▸ **Dataset excerpts**
-- start --
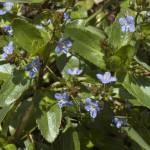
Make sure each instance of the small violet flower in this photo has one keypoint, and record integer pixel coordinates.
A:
(106, 77)
(39, 26)
(119, 122)
(63, 45)
(33, 68)
(127, 24)
(8, 29)
(74, 71)
(66, 17)
(63, 99)
(92, 107)
(8, 50)
(7, 6)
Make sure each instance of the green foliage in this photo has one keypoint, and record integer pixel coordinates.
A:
(74, 75)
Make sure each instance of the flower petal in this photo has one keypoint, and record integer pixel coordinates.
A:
(93, 113)
(130, 19)
(122, 21)
(58, 96)
(132, 28)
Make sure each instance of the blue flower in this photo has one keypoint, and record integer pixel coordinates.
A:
(39, 26)
(33, 68)
(2, 12)
(63, 99)
(8, 29)
(106, 77)
(66, 17)
(119, 122)
(8, 50)
(127, 24)
(92, 107)
(49, 21)
(74, 71)
(63, 45)
(7, 6)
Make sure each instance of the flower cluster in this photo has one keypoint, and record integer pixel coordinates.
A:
(127, 24)
(33, 68)
(74, 71)
(8, 50)
(8, 29)
(63, 45)
(106, 78)
(63, 99)
(92, 107)
(119, 122)
(7, 6)
(43, 23)
(66, 17)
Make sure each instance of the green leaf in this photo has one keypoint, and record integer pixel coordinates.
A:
(24, 116)
(10, 147)
(86, 43)
(80, 13)
(146, 29)
(48, 119)
(25, 1)
(14, 85)
(142, 63)
(88, 4)
(29, 37)
(117, 38)
(68, 141)
(4, 111)
(139, 88)
(137, 138)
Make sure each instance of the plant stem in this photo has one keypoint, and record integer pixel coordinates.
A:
(93, 16)
(24, 122)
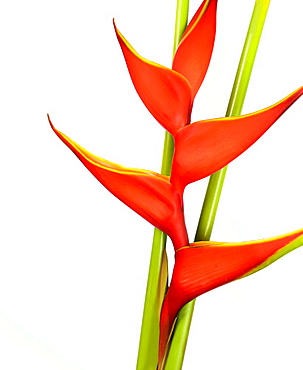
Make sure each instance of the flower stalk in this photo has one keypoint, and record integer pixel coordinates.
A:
(210, 206)
(149, 338)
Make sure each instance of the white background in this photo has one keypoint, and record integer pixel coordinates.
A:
(73, 259)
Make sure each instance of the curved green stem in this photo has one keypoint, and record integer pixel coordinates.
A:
(181, 331)
(149, 338)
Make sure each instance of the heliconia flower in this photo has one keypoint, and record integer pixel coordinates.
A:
(203, 266)
(148, 193)
(168, 93)
(194, 52)
(204, 147)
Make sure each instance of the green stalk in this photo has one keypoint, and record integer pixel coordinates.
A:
(179, 339)
(149, 338)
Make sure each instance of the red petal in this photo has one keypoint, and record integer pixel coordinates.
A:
(204, 147)
(195, 50)
(149, 194)
(207, 265)
(165, 93)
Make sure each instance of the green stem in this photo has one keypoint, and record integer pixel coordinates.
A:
(149, 338)
(178, 344)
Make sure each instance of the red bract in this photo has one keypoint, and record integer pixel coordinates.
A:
(194, 52)
(203, 266)
(167, 94)
(201, 149)
(204, 147)
(149, 194)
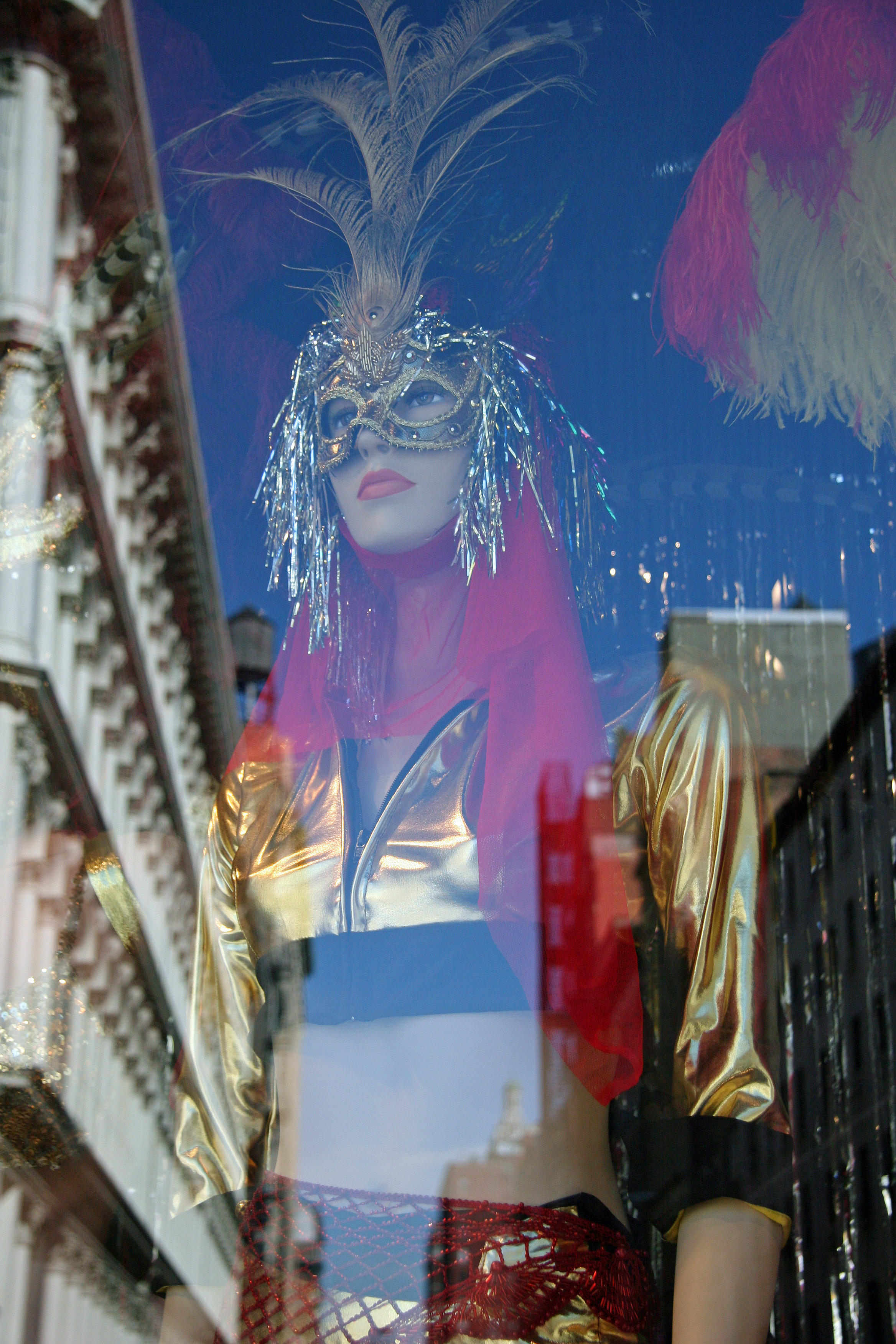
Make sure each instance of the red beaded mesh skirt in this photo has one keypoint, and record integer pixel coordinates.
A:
(319, 1264)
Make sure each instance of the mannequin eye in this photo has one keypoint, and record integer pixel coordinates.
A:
(423, 397)
(338, 417)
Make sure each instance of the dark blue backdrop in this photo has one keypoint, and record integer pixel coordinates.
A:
(723, 511)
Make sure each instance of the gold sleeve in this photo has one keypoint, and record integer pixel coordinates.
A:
(225, 1120)
(690, 780)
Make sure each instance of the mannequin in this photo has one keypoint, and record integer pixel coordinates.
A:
(372, 856)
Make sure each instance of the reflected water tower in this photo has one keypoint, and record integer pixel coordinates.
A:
(252, 635)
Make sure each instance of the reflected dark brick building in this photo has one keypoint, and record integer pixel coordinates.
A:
(832, 851)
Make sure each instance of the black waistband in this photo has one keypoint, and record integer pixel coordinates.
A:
(414, 972)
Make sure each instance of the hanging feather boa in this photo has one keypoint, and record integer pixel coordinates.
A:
(780, 273)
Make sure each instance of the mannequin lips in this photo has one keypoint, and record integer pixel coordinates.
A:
(377, 486)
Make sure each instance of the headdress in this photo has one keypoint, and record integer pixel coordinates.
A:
(780, 271)
(383, 333)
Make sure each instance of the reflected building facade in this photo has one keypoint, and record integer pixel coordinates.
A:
(117, 707)
(832, 865)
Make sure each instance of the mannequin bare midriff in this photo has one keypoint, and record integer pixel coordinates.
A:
(399, 1117)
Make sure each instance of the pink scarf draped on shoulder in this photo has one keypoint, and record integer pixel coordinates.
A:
(515, 640)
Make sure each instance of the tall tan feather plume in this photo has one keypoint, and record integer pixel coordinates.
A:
(412, 125)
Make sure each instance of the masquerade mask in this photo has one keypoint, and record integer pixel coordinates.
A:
(486, 394)
(387, 387)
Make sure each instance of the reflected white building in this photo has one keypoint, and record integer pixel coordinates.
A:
(117, 709)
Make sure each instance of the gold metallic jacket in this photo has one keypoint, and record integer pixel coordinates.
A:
(283, 866)
(687, 787)
(280, 866)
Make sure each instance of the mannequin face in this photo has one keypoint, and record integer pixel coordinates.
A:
(395, 499)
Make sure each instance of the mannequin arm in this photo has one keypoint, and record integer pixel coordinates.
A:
(726, 1272)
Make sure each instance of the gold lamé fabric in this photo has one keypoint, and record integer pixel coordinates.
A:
(687, 800)
(284, 865)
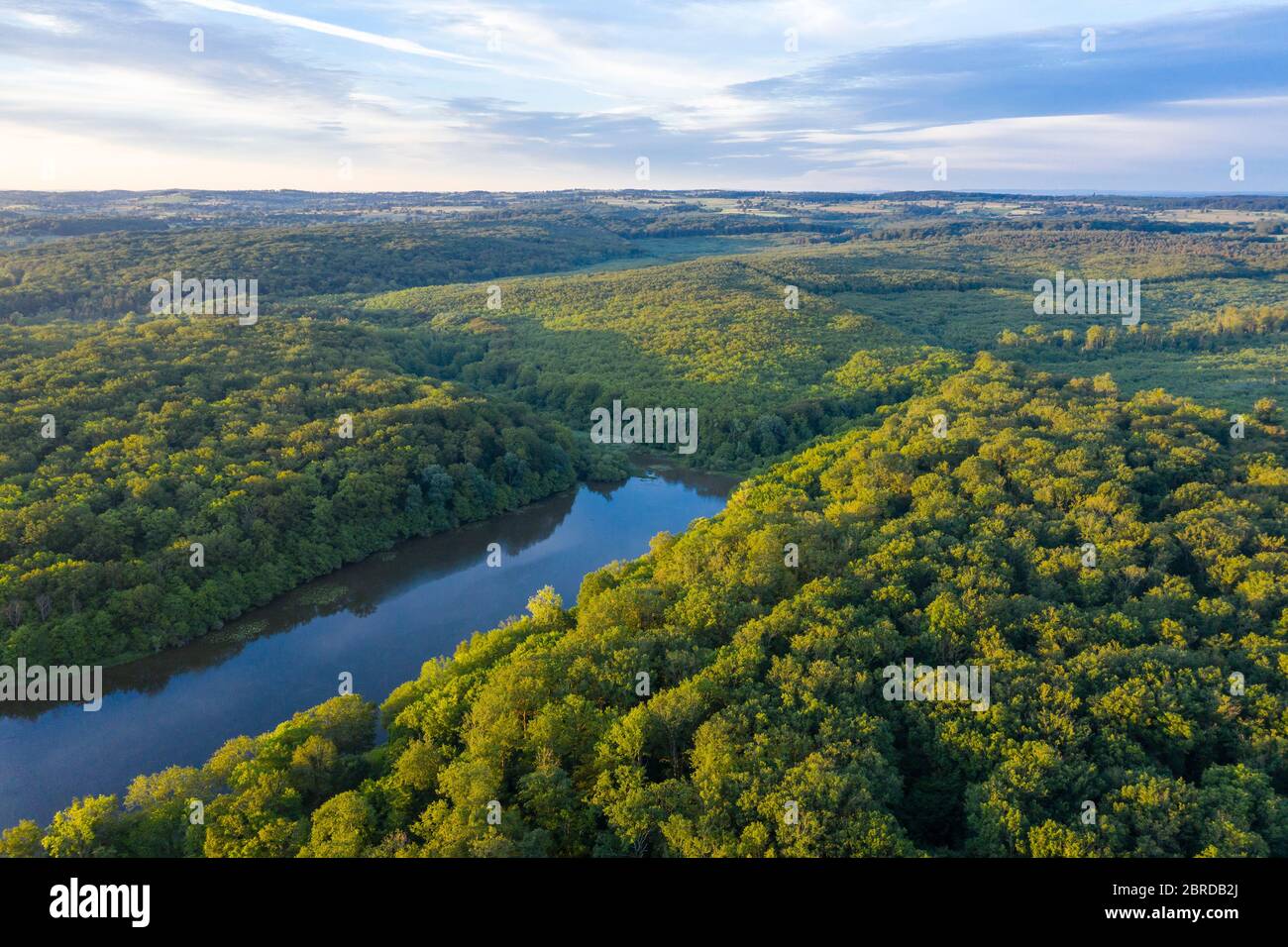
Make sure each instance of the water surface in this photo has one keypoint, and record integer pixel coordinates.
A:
(378, 620)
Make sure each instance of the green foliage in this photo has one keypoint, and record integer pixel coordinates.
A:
(1111, 684)
(192, 431)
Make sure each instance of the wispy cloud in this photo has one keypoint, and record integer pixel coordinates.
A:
(452, 94)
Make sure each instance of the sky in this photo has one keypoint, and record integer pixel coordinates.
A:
(1142, 95)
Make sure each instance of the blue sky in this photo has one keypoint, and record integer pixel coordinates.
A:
(456, 94)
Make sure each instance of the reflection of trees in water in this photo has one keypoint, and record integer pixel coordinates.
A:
(364, 585)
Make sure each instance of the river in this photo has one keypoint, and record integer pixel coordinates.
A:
(378, 620)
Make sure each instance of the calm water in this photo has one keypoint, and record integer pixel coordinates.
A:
(380, 620)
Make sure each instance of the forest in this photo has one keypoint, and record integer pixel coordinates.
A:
(1150, 685)
(926, 463)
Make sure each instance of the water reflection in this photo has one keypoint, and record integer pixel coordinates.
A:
(377, 620)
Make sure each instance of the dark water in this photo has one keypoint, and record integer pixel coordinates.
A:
(380, 620)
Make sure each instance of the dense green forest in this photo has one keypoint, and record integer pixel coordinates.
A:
(1150, 684)
(171, 432)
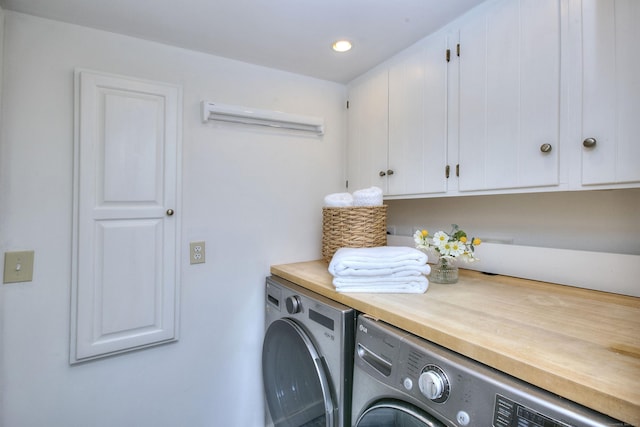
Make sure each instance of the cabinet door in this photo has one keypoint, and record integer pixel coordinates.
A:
(509, 96)
(418, 120)
(125, 272)
(611, 91)
(367, 137)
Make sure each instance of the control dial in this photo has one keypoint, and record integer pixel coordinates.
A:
(294, 305)
(434, 384)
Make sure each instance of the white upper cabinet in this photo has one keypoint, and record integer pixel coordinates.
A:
(539, 95)
(418, 120)
(610, 144)
(509, 96)
(397, 135)
(368, 130)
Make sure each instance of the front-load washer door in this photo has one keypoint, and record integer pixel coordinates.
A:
(296, 385)
(388, 413)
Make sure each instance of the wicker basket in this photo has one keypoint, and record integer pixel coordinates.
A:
(353, 227)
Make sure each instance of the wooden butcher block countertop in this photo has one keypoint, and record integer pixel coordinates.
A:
(583, 345)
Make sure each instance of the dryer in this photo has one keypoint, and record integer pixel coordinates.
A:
(403, 380)
(307, 358)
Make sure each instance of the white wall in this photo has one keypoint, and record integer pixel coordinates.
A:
(254, 197)
(599, 221)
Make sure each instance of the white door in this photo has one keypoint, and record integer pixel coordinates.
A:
(610, 92)
(126, 215)
(509, 96)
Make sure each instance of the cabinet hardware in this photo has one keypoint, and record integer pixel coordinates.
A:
(546, 148)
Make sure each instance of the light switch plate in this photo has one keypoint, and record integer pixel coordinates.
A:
(196, 252)
(18, 266)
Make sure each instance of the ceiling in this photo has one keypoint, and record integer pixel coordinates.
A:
(290, 35)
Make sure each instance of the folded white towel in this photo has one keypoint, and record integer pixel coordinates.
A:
(378, 259)
(338, 200)
(371, 196)
(413, 285)
(405, 271)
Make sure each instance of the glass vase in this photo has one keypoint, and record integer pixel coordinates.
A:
(444, 272)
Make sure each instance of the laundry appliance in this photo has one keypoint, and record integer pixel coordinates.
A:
(401, 380)
(307, 358)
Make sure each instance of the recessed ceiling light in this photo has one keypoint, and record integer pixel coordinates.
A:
(342, 46)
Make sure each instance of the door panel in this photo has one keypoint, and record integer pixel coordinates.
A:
(125, 264)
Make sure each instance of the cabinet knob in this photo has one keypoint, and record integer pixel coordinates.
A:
(546, 148)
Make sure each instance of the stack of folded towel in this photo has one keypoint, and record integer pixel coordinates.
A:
(366, 197)
(384, 269)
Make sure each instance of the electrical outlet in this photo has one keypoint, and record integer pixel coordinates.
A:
(196, 252)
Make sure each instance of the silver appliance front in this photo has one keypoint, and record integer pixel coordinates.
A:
(307, 358)
(402, 380)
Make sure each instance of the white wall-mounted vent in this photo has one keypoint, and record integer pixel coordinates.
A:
(253, 116)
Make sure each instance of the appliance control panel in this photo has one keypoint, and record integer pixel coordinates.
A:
(508, 413)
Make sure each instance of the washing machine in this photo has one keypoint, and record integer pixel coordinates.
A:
(401, 380)
(307, 358)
-- end --
▸ **Requirements**
Produce an exact copy of the lines from the one containing "Make sure each instance of the cabinet hardware" through the last line, and of nothing else.

▸ **Exercise result**
Make sure each instance of the cabinet hardware in this photo has one keypoint, and record integer pixel coordinates.
A:
(546, 148)
Make sure each instance of the light switch plate in this photo has one keypoint, and record integer pixel coordinates.
A:
(196, 252)
(18, 266)
Make sure each instance of the ceiling in this photo has one keypoint, and record integer pixel coordinates.
A:
(290, 35)
Make sure each instance of the folded white towel in this photo has one keypoint, and record integer pixel coordinates.
A:
(378, 259)
(338, 200)
(371, 196)
(413, 285)
(405, 271)
Make sure each instance of the glass vase in this photo has one keypoint, and record integer pixel coordinates.
A:
(444, 272)
Make sure each instance of the laundry appliance in this photo has one keypoint, and record integer pixel coordinates.
A:
(401, 380)
(307, 358)
Make sure each instance of the recessed ceiling light in this photo has one keypoint, and record integer pixel coordinates.
A:
(342, 46)
Make sure each instance of the door panel in this photo has one keypoint, and record integer pixel coordinates.
A:
(125, 264)
Make sure each instance of the cabinet knob in this photo has one keypoint, and record integer pixel coordinates.
A:
(546, 148)
Make sure each instance of the stack of folded towel in this photo has one keypoint, and record integer pixel coordinates.
A:
(366, 197)
(384, 269)
Make sure each instance of the electrical outlet in this photo has one keypoint, and record integer pixel coordinates.
A:
(196, 252)
Make sure each instance of the silver appliance front in this photo has one keypoint, and record integer pixel coordinates.
A:
(307, 358)
(402, 380)
Make sure each instance of the white wall-mounted vent in this photo has one keypoint, and record integer pixel coordinates.
A:
(253, 116)
Make sure each instance of the appliance control panel in this photo has one keypoint, and record integer pixel coordinates.
A:
(508, 413)
Make sure each instance of the washing machine in this photo has one keypoint, and record integer pixel coordinates.
A:
(401, 380)
(307, 358)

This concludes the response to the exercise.